§ Votre objectif: Reformulez sous forme de liste le paragraphe de l'extrait source qui commence par « La traduction de M. Lucien Népoty » en gardant ses faits principaux.

§ Extrait source:
La traduction de M. Lucien Népoty m’a paru habile et souple. Toutefois, il semble que le traducteur ait pris avec l’œuvre de Shakspeare des libertés un peu vives, notamment en faisant, au dernier acte, réapparaître Shylock qui vient lui-même, la mort dans l’âme, remettre à Jessica l’acte de donation qui lui transfère tous ses biens. Je ne suis pas sûr non plus que le Shylock de M. Gémier soit toujours celui de Shakspeare : il reste que sa création, très pittoresque et très personnelle, est d’un véritable artiste et lui fait honneur. Il a trouvé, dans la scène du jugement, des ricanemens de joie sauvage d’un grand effet. Mme Andrée Mégard est spirituelle et gracieuse dans le rôle à transformations de Portia. Et M. Vallée fait montre d’une sobre et fine drôlerie dans le rôle du bouffon.

§ Extraits des items:
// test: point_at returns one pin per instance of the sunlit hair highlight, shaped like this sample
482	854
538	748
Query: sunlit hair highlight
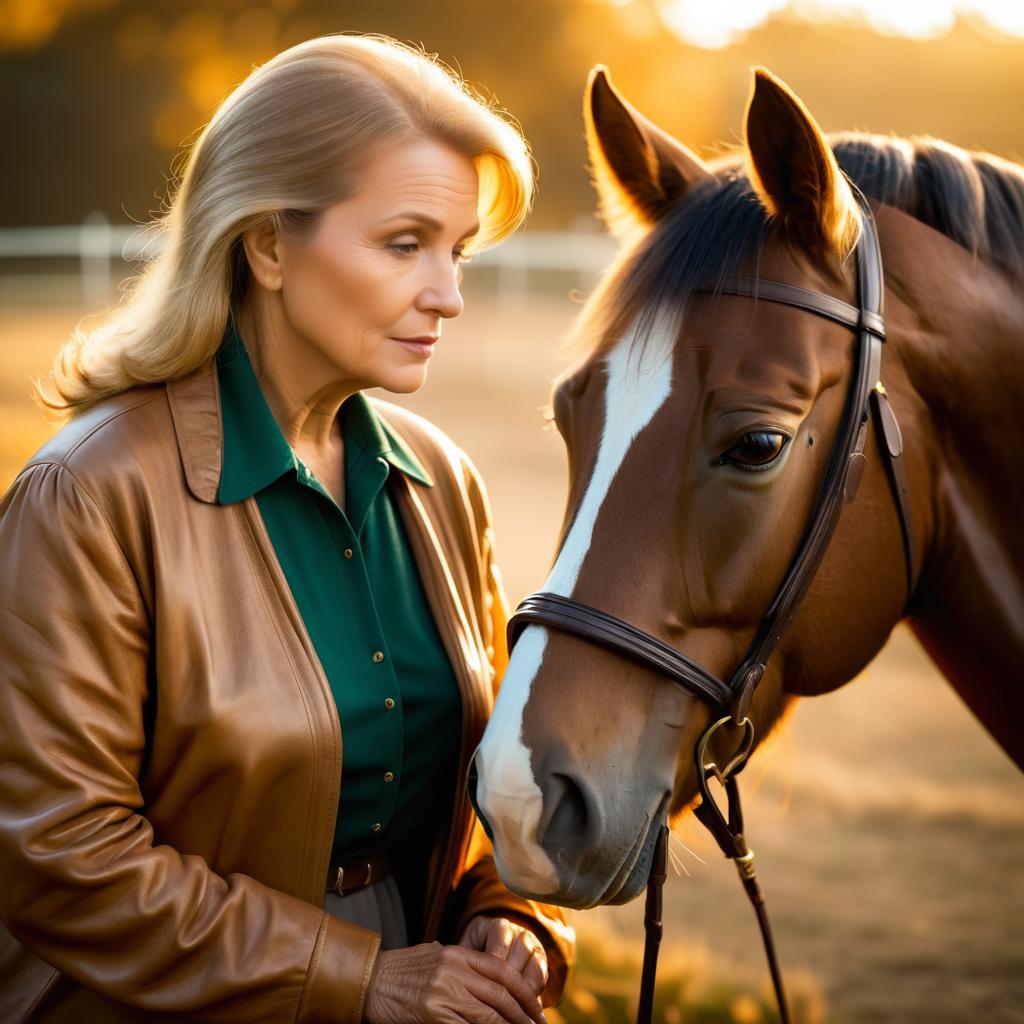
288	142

==

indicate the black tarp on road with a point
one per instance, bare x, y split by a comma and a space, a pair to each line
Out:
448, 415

§ Réponse ci-dessous:
- Traduction de M. Lucien Népoty : habile et souple, mais avec des libertés un peu vives envers l'œuvre de Shakspeare. Au dernier acte, par exemple, Shylock réapparaît et remet lui-même à Jessica l'acte de donation qui lui transfère tous ses biens.
- Shylock de M. Gémier : peut-être pas toujours celui de Shakspeare, mais une création très pittoresque et très personnelle, digne d'un véritable artiste. Dans la scène du jugement, il a trouvé des ricanemens de joie sauvage d'un grand effet.
- Mme Andrée Mégard : spirituelle et gracieuse dans le rôle à transformations de Portia.
- M. Vallée : une drôlerie sobre et fine dans le rôle du bouffon.